▶ _TEXTO DE ORIGEM_:
==============================
Acórdão Nº 08001323220238205160 de TJRN. Tribunal de Justiça do Rio Grande do Norte, Primeira Câmara Cível, 27-10-2023

Data de Julgamento27 Outubro 2023
Classe processualAPELAÇÃO CÍVEL
Número do processo08001323220238205160
ÓrgãoPrimeira Câmara Cível
Tipo de documentoAcórdão

PODER JUDICIÁRIO
TRIBUNAL DE JUSTIÇA DO ESTADO DO RIO GRANDE DO NORTE
PRIMEIRA CÂMARA CÍVEL

Processo: APELAÇÃO CÍVEL - 0800132-32.2023.8.20.5160
Polo ativo
ANTONIO NITONIO COSTA
Advogado(s): FRANCISCO CANINDE JACOME DA SILVA SEGUNDO
Polo passivo
BANCO BRADESCO S/A
Advogado(s): LARISSA SENTO SE ROSSI, ANA VICTORIA MARBACK DOS SANTOS

EMENTA: APELAÇÃO CÍVEL. RESPONSABILIDADE CIVIL. CARTÃO DE CRÉDITO ENVIADO AO CONSUMIDOR SEM SOLICITAÇÃO. PRÁTICA COMERCIAL ABUSIVA. INTELIGÊNCIA DA SÚMULA Nº 532 DO SUPERIOR TRIBUNAL DE JUSTIÇA. DANO MORAL ALEGADO. NÃO OCORRÊNCIA. MERO ABORRECIMENTO. SIMPLES ENVIO DO CARTÃO DE CRÉDITO PARA O ENDEREÇO DA PARTE AUTORA. AUSÊNCIA DE COBRANÇA OU DE OUTRAS CONDUTAS PÚBLICAS QUE TENHAM COLOCADO O CONSUMIDOR EM SITUAÇÃO VEXATÓRIA. INEXISTÊNCIA DE PROVA DE VIOLAÇÃO À HONRA DA PARTE AUTORA. SENTENÇA REFORMADA. APELO CONHECIDO E PROVIDO.

ACÓRDÃO

Vistos, relatados e discutidos estes autos em que são partes as acima identificadas:

Acordam os Desembargadores que integram a 2ª Turma da 1ª Câmara Cível deste Egrégio Tribunal de Justiça, à unanimidade de votos, em conhecer e julgar provido o recurso, nos termos do voto do relator.

VOTO

Restando preenchidos os requisitos de admissibilidade, voto pelo conhecimento do apelo.

Cinge-se o mérito do recurso em verificar o acerto da sentença que reconheceu o dano moral, bem como a razoabilidade desse valor.

Conforme comprovado nos autos, a parte demandada enviou cartão de crédito para a parte autora, não demonstrando que esta solicitou o mesmo, configurando-se a questão como prática abusiva, nos termos da Súmula n° 532 do Superior Tribunal de Justiça, in verbis:

Constitui prática comercial abusiva o envio de cartão de crédito sem prévia e expressa solicitação do consumidor, configurando-se ato ilícito indenizável e sujeito à aplicação de multa administrativa.

Como bem destacado na sentença, “Em que pese a diligência deste Juízo ao ID n. 99801443 para intimar o demandado para esclarecer e informar nos autos, através de documentos comprobatórios, se a película de cartão de crédito alegadamente enviada à parte autora, é mesma utilizada para a função débito, ou para o recebimento de benefício previdenciário, ou seja, não comprovou fatoo demandado quedou-se inerte (ID n. 99801443), extintivo, modificativo e impeditivo do direito da autora, incorrendo assim no que fundamenta o art. 342 c/c art. 373, II, do CPC, com isso, o reconhecimento dos pleitos autorais é medida que se impõe”.
==============================
▶ _REGISTROS LISTADOS_:

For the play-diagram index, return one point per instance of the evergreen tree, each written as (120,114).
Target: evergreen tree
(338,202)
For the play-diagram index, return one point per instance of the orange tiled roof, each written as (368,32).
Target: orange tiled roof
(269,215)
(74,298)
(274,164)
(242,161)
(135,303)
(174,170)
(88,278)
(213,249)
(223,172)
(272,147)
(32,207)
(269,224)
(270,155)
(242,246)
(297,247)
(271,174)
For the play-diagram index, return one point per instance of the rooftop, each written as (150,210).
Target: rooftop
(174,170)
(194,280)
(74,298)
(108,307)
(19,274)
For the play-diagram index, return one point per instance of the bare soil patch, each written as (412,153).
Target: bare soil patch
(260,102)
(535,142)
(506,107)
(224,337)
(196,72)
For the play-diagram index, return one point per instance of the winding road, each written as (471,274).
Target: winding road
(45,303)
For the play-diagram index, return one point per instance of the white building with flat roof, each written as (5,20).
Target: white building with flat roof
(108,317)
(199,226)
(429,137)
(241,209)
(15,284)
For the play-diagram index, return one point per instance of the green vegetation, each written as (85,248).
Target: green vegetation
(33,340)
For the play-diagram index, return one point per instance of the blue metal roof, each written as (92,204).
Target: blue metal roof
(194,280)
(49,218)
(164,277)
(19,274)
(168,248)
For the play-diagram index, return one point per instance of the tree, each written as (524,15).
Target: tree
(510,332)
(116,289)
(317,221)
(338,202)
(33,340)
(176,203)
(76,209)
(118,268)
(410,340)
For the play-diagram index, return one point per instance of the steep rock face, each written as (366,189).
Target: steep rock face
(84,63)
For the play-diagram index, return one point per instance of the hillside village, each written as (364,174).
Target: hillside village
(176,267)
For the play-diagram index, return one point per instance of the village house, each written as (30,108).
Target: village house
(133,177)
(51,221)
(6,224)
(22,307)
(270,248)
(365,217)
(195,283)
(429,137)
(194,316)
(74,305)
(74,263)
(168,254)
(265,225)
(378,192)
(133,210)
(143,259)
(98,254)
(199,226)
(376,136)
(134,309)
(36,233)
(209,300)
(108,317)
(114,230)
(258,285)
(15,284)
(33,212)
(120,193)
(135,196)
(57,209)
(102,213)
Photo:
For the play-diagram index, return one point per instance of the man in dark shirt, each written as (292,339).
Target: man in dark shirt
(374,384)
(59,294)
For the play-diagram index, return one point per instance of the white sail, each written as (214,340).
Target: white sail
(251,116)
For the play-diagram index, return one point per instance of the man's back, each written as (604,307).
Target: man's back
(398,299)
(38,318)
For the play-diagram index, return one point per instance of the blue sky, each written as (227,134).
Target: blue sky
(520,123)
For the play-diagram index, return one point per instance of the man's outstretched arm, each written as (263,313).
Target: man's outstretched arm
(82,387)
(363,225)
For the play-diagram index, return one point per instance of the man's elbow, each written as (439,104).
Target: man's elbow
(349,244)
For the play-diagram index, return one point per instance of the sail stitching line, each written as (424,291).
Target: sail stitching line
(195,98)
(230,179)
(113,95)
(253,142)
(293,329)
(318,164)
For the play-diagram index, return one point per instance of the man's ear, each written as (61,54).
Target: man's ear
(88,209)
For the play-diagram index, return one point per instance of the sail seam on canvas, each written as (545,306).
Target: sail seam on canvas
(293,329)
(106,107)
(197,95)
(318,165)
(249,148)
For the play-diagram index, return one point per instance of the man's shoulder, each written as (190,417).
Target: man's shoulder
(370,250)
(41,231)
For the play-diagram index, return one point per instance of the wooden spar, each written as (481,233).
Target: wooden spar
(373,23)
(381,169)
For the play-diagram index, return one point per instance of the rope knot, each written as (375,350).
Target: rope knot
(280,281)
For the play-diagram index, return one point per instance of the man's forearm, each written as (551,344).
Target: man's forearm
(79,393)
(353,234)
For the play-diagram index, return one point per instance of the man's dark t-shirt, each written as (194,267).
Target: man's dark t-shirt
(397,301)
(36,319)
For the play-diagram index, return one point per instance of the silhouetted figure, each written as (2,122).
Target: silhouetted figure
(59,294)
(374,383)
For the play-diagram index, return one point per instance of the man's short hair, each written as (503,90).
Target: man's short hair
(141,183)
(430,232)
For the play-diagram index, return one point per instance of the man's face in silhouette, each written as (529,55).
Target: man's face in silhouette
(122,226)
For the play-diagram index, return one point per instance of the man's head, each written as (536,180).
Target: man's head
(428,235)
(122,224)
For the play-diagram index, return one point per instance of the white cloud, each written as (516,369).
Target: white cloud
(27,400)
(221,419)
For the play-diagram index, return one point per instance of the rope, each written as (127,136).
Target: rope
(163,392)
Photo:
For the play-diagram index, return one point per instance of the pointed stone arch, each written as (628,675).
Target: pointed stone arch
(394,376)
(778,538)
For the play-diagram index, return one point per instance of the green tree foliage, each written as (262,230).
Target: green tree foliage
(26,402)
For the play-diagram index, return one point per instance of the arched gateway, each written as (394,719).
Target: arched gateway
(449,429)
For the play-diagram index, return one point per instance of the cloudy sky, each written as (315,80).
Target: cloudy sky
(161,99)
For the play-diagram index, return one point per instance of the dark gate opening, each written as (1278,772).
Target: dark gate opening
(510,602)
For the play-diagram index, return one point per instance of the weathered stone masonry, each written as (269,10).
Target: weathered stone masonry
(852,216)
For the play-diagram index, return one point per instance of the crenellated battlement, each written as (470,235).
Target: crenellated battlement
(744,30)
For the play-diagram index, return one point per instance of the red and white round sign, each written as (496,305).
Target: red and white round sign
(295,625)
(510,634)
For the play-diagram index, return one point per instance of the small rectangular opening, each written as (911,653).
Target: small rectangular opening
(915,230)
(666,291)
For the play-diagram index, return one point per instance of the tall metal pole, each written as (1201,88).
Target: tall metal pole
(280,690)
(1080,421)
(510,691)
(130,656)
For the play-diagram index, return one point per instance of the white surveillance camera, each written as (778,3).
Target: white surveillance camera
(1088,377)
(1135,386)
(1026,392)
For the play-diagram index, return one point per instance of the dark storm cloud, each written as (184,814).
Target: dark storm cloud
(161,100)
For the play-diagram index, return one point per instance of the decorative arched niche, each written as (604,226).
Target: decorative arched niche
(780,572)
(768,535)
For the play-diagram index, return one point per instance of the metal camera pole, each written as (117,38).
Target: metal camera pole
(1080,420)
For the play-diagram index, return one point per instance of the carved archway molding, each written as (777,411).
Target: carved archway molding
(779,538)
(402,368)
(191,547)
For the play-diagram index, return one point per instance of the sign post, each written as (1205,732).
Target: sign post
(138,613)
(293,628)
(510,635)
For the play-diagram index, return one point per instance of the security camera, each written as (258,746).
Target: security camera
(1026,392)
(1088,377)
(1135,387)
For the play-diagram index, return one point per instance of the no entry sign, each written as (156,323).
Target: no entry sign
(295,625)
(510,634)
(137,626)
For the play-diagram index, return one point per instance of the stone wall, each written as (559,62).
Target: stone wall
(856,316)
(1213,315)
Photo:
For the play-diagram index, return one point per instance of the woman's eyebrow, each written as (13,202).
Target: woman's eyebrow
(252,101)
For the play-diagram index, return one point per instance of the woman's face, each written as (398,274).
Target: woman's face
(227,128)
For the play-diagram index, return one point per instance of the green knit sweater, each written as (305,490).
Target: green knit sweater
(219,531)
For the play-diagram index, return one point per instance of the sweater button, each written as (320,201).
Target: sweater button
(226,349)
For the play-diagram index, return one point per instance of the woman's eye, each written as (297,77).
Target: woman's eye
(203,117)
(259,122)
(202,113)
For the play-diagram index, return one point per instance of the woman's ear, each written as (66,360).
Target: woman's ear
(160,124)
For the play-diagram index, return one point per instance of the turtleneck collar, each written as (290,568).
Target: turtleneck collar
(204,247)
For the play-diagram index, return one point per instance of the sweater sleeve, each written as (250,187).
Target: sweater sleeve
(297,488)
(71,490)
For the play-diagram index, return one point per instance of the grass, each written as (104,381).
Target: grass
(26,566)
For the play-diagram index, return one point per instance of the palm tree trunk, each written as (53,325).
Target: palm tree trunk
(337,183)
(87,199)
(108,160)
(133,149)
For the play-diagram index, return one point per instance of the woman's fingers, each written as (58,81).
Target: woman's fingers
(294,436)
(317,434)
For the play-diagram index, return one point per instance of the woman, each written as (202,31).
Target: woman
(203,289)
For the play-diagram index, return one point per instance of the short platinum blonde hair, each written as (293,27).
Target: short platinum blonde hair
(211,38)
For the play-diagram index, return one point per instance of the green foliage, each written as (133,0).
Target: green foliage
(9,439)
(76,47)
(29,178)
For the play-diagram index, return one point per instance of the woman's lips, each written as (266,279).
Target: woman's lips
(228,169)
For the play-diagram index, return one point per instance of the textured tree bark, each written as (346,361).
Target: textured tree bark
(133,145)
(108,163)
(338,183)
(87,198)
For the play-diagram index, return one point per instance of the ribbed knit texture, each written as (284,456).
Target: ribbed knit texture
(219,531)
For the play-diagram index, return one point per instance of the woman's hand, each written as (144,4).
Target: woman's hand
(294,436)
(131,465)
==============================
▶ _TAREFA A_: Transcreva o trecho do acórdão de "Vistos, relatados e" a "razoabilidade desse valor.".
▶ _TAREFA B_:
Responda, com base no acórdão:
(i) Qual banco figura no polo passivo?
(ii) Qual súmula do Superior Tribunal de Justiça é citada?
(iii) Qual turma julgou o recurso?
Os registros provêm de outra fonte.

▶ _RESULTADO DA TAREFA A_:
Vistos, relatados e discutidos estes autos em que são partes as acima identificadas:

Acordam os Desembargadores que integram a 2ª Turma da 1ª Câmara Cível deste Egrégio Tribunal de Justiça, à unanimidade de votos, em conhecer e julgar provido o recurso, nos termos do voto do relator.

VOTO

Restando preenchidos os requisitos de admissibilidade, voto pelo conhecimento do apelo.

Cinge-se o mérito do recurso em verificar o acerto da sentença que reconheceu o dano moral, bem como a razoabilidade desse valor.

▶ _RESULTADO DA TAREFA B_:
(i) Banco Bradesco S/A.
(ii) A Súmula nº 532.
(iii) A 2ª Turma da 1ª Câmara Cível.